§ Ejercicio:
Responde, por favor, estas preguntas a partir de la fuente:
1. ¿Qué amenaza con comprarse el Jefe de Estado?
2. ¿Cómo describe la fuente a las escuelas venezolanas frente a las de Latinoamérica?
3. ¿De quiénes se dice que no se habla al reclamar por el silencio de quienes están obligados a pronunciarse?
:: Fuente
Oscar Tenreiro / 10 de Agosto 2009
Oir al Jefe de Estado evadir una respuesta seria a una grave acusación amenazando con comprarse unos cuantos batallones de tanques rusos para mostrarle lo que es bueno al presidente de una república vecina que es parte de la sangre y el vivir de este país; en un típico tono machista además, produce una perplejidad indefinible. Uno sabe del deterioro de la arquitectura pública venezolana, como es el caso de las escuelas, las peores de Latinoamérica, tema que me ocupa en estos días y me ha hecho conocer la necesidad imperiosa de muchísimo dinero para reconstruirlas y hacer las necesarias para afrontar el crecimiento poblacional. Así que la idea de gastar divisas indispensables para nuestro pueblo en caprichos guerreros me produce una tremenda indignación ¿Hasta donde tienen que llegar las cosas? ¿Hasta cuando el silencio de quienes están obligados a pronunciarse? No hablo de militares sino de aquellos profesionales o intelectuales a los que alguna vez concedimos respeto y cuya capacidad de juicio respetábamos e incluso admirábamos.
::::
:: Material proporcionado
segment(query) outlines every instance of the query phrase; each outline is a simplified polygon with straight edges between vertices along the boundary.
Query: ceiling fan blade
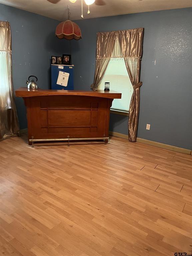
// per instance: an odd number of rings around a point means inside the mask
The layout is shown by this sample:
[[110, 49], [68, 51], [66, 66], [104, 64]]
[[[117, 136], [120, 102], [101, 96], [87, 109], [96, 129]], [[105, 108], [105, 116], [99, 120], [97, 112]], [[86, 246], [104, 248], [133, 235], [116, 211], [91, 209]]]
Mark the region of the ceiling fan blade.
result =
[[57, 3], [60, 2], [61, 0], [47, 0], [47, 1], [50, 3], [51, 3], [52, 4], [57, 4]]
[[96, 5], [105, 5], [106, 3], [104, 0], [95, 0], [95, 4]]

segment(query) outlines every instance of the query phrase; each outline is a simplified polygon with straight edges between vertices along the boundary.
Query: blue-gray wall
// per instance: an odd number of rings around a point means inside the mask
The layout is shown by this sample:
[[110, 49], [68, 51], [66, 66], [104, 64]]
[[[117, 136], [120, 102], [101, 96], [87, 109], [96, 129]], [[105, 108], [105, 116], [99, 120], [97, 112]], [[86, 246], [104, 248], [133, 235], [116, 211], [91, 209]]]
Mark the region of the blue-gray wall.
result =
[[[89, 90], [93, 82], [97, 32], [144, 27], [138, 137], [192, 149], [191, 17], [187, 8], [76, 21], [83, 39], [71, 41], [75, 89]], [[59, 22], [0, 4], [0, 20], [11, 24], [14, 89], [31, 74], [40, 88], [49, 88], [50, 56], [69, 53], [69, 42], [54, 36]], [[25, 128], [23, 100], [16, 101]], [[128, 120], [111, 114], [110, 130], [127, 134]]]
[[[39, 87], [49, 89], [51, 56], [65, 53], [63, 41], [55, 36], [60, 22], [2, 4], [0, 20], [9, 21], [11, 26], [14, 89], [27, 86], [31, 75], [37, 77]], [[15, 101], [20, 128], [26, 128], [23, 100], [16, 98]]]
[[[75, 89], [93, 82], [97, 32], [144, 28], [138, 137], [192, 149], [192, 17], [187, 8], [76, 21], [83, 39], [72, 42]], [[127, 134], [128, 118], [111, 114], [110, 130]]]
::::
§ Resultado esperado:
1. Unos cuantos batallones de tanques rusos.
2. Como las peores de Latinoamérica.
3. De los militares.